Print the data exactly as it appears, keeping every word.

= Beginning of Section =

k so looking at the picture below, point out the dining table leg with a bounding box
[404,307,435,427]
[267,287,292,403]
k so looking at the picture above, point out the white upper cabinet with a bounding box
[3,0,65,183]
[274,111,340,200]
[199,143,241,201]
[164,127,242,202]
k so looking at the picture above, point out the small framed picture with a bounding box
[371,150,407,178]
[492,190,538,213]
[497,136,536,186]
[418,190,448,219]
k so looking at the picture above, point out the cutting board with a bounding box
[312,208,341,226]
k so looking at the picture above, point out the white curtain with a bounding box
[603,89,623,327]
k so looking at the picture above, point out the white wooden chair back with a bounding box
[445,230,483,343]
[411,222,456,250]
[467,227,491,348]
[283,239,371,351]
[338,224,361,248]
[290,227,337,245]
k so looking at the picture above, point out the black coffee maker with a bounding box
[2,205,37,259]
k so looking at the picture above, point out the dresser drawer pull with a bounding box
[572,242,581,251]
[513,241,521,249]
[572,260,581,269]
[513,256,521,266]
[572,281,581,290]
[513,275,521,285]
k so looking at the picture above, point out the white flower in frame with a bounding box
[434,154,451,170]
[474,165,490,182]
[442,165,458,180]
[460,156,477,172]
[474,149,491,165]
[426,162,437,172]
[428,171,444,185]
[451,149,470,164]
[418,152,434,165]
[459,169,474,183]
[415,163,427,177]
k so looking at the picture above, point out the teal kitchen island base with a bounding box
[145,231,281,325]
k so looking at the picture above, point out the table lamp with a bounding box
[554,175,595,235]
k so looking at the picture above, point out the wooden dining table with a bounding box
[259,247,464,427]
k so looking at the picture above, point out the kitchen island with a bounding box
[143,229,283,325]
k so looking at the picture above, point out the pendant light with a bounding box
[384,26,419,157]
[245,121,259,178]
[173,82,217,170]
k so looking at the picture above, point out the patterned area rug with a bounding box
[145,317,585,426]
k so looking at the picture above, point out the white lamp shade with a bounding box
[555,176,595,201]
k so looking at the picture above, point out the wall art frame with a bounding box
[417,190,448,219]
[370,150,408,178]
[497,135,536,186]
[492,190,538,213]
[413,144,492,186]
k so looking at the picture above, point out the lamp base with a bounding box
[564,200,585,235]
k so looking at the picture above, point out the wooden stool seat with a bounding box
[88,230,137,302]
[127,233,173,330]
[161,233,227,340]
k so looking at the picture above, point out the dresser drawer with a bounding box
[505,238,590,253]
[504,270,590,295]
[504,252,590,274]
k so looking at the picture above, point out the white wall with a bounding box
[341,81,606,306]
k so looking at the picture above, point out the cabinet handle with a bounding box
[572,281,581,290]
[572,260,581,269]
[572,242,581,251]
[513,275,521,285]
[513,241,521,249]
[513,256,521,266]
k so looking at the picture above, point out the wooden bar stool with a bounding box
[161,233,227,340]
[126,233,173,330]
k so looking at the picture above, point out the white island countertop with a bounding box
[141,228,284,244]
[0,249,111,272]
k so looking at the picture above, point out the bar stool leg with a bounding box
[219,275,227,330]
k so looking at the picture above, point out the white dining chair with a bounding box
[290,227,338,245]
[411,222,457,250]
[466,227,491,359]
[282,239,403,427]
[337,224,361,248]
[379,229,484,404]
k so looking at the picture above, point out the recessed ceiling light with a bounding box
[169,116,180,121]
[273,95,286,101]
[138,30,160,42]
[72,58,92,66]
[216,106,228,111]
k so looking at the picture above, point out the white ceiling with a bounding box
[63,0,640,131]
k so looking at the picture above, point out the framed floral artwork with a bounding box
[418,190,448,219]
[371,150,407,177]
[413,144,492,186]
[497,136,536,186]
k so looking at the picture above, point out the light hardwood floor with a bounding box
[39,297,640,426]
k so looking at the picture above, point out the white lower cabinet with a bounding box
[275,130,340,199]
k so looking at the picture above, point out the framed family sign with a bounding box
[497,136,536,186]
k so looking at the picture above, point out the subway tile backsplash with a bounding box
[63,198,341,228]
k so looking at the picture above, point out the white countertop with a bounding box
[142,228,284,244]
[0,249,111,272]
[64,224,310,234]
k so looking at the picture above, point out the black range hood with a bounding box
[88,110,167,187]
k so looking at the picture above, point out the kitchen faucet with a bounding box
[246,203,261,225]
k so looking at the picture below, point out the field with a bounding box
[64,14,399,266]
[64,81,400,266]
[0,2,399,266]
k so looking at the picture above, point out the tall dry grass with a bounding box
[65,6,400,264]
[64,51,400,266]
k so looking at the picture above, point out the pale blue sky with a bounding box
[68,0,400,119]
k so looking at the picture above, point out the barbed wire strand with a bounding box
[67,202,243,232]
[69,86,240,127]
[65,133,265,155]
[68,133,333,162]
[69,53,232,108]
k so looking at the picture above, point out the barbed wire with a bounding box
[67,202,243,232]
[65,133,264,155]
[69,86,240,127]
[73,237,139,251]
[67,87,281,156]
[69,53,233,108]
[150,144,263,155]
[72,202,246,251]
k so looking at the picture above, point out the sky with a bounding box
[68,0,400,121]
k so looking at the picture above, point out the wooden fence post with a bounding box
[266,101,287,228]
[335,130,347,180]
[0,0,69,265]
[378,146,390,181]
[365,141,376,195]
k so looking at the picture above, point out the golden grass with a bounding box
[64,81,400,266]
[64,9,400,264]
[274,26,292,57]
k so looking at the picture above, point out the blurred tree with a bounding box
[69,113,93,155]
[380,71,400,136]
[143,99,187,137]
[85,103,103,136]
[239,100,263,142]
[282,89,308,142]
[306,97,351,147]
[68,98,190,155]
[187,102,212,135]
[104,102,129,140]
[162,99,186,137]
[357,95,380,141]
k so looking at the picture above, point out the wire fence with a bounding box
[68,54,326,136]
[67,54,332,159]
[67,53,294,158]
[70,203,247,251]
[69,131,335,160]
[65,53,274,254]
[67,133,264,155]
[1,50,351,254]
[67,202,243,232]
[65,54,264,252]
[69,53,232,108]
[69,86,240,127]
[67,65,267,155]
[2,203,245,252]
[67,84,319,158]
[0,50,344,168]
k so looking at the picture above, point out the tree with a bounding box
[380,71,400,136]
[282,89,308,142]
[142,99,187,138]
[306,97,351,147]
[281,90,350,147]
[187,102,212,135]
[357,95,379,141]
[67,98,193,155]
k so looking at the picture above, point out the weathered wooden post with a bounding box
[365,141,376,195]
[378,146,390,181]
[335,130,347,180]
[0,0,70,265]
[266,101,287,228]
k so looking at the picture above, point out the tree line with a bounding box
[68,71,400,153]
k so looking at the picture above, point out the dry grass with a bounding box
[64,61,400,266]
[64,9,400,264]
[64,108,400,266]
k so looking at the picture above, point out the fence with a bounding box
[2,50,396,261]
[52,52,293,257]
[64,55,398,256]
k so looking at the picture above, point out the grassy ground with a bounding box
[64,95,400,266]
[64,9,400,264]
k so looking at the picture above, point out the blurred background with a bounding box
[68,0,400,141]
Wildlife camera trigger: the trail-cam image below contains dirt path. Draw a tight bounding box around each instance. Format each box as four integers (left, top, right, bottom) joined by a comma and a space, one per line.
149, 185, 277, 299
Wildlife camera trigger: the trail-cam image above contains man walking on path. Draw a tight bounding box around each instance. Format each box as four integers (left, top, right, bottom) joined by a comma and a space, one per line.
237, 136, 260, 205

= End of Section =

◆ **Output**:
k so looking at the picture below, point out the dining table leg with a bounding box
[404,307,435,427]
[267,287,292,403]
k so looking at the picture above, point out the white upper cabinet with a bounding box
[3,0,65,183]
[274,111,340,200]
[199,143,241,201]
[164,127,242,202]
k so looking at the picture above, point out the small framed picture with a bounding box
[371,150,407,178]
[492,190,538,213]
[497,136,536,186]
[418,190,448,219]
k so looking at the picture above, point out the cutting board with a bounding box
[312,208,341,226]
k so looking at the picture above, point out the white curtain with a bounding box
[603,89,623,327]
k so looking at the picture above, point out the white wooden chair back with a bounding box
[445,230,483,343]
[411,222,456,250]
[467,227,491,348]
[283,239,371,351]
[338,224,361,248]
[290,227,337,245]
k so looking at the picture above, point out the black coffee maker with a bounding box
[2,205,37,259]
k so looking at the picture above, point out the dresser drawer pull with a bounding box
[572,242,581,251]
[513,241,521,249]
[572,260,581,269]
[513,256,521,266]
[572,281,581,290]
[513,275,521,285]
k so looking at the picture above, point out the white flower in frame with a bounding box
[434,154,451,170]
[474,165,490,182]
[442,165,458,180]
[460,156,477,172]
[474,149,491,165]
[426,162,437,172]
[428,171,444,185]
[451,149,470,164]
[418,152,434,165]
[459,169,474,183]
[415,163,427,177]
k so looking at the picture above, point out the teal kitchen island base with a bounding box
[145,231,281,325]
k so looking at the picture above, point out the table lamp with a bounding box
[554,175,595,235]
k so looking at the picture above, point out the wooden dining table with a bounding box
[259,247,464,427]
k so looking at the picture above, point out the kitchen island with a bounding box
[143,229,283,325]
k so looking at the picture above, point out the pendant light with a bounding box
[384,26,419,157]
[245,121,259,178]
[173,82,217,170]
k so looking at the picture above, point out the patterned area rug with a bounding box
[145,317,585,426]
k so looking at the picture above, point out the white lamp shade with a bounding box
[555,176,595,201]
k so looking at the picture above, point out the wall art frame with a bounding box
[417,190,448,219]
[370,150,408,178]
[497,135,536,186]
[492,190,538,213]
[413,144,492,186]
k so looking at the picture above, point out the lamp base with a bounding box
[564,200,585,235]
k so looking at the picture above, point out the wooden stool seat with a bounding box
[88,230,137,302]
[127,233,173,330]
[161,233,227,340]
k so looking at the picture above, point out the dresser drawer with a bounding box
[505,238,590,253]
[504,270,590,295]
[504,252,590,274]
k so looking at the picture above, point out the white wall with a bounding box
[341,81,606,306]
k so looking at the picture above, point out the cabinet handle with a bounding box
[572,281,581,290]
[572,260,581,269]
[572,242,581,251]
[513,275,521,285]
[513,241,521,249]
[513,256,521,266]
k so looking at the picture above, point out the wooden bar stool with a bounding box
[161,233,227,340]
[126,233,173,330]
k so looking at the picture above, point out the white island countertop with a bounding box
[141,228,284,244]
[0,249,111,272]
k so looking at the picture above, point out the bar stool leg with a bounding box
[219,275,227,330]
k so looking at the picture above, point out the white dining chair with a bounding box
[290,227,338,245]
[411,222,457,250]
[466,227,491,359]
[282,239,403,427]
[337,224,361,248]
[379,229,484,404]
k so looking at the picture above, point out the recessed ceiling light with a bounding box
[169,116,180,121]
[273,95,286,101]
[138,30,160,42]
[72,58,92,66]
[216,106,228,111]
k so looking at the picture above, point out the white ceiling with a bounding box
[63,0,640,131]
k so looking at the picture above, point out the framed floral artwork with a bounding box
[418,190,448,219]
[371,150,407,177]
[413,144,492,186]
[497,136,536,186]
k so looking at the picture above, point out the light hardwood floor with a bounding box
[39,297,640,426]
k so looking at the picture above, point out the white lower cabinet with a bounding box
[275,130,340,199]
k so looking at the picture above, point out the framed family sign with a bounding box
[497,136,536,186]
k so looking at the picture above, point out the subway tile backsplash with a bounding box
[63,198,341,228]
k so looking at the picture above, point out the white countertop with a bounding box
[142,228,284,244]
[0,249,111,272]
[64,224,310,234]
k so looking at the picture above, point out the black range hood with a bounding box
[88,110,167,187]
k so looking at the picture above, point out the kitchen faucet with a bounding box
[246,203,261,225]
k so looking at the picture below, point out the field with a bounding box
[64,14,399,266]
[64,81,400,266]
[0,2,399,266]
k so looking at the picture above, point out the tall dry grass with a bounding box
[65,6,400,264]
[64,51,400,266]
k so looking at the picture above, point out the pale blue sky with a bounding box
[68,0,400,119]
k so looking at the picture above, point out the barbed wire strand with a bounding box
[67,202,243,232]
[69,86,240,127]
[65,133,265,155]
[68,133,333,162]
[69,53,232,108]
k so looking at the picture above, point out the barbed wire with a bounding box
[67,202,243,232]
[65,133,264,155]
[69,86,240,127]
[73,237,139,251]
[67,87,281,156]
[69,53,233,108]
[150,144,263,155]
[72,202,246,251]
k so looking at the picture above, point out the sky with a bounding box
[68,0,400,121]
k so looking at the picture above, point out the wooden fence post with a bounding box
[266,101,287,228]
[335,130,347,180]
[0,0,69,265]
[378,146,390,181]
[365,141,376,195]
k so looking at the picture above, point out the golden grass with a bounding box
[64,81,400,266]
[64,9,400,264]
[274,26,292,57]
k so looking at the picture above, point out the blurred tree with a bounding box
[69,113,93,155]
[380,71,400,136]
[143,99,187,137]
[85,103,103,136]
[239,100,263,142]
[282,89,308,142]
[306,97,351,147]
[68,98,190,155]
[187,102,212,135]
[104,102,129,140]
[162,99,186,137]
[357,95,380,141]
k so looking at the picture above, point out the wire fence with a bounding box
[68,54,326,136]
[67,54,332,159]
[67,53,294,158]
[70,203,247,251]
[69,131,335,160]
[65,53,274,254]
[67,133,264,155]
[1,50,351,254]
[67,202,243,232]
[65,54,264,252]
[69,53,232,108]
[69,86,240,127]
[67,65,267,155]
[2,203,245,252]
[67,84,319,158]
[0,50,344,168]
k so looking at the picture above, point out the tree with a bounding box
[380,71,400,136]
[282,89,308,142]
[142,99,187,138]
[306,97,351,147]
[281,90,350,147]
[187,102,212,135]
[357,95,379,141]
[67,98,193,155]
k so looking at the picture above, point out the weathered wooden post with a bounding box
[365,141,376,195]
[378,146,390,181]
[335,130,347,180]
[0,0,70,265]
[266,101,287,228]
k so looking at the picture above, point out the tree line with a bounding box
[68,71,400,153]
k so looking at the picture above, point out the dry grass with a bounding box
[64,61,400,266]
[64,9,400,264]
[64,108,400,266]
k so looking at the picture above, point out the fence with a bounding box
[2,50,396,261]
[52,52,293,257]
[64,55,398,256]
k so looking at the picture above, point out the grassy ground with a bounding box
[64,95,400,266]
[64,9,400,264]
k so looking at the picture above, point out the blurred background with a bounding box
[68,0,400,141]
Wildlife camera trigger: the trail-cam image below contains dirt path. Draw a tight bounding box around each instance. Format each box as four integers (left, top, right, bottom) joined by a comma and a space, one per line.
149, 185, 277, 299
Wildlife camera trigger: the trail-cam image above contains man walking on path. Draw a tight bounding box around each instance. Format each box as four integers (left, top, right, bottom) joined by a comma and a space, one per line.
237, 136, 260, 205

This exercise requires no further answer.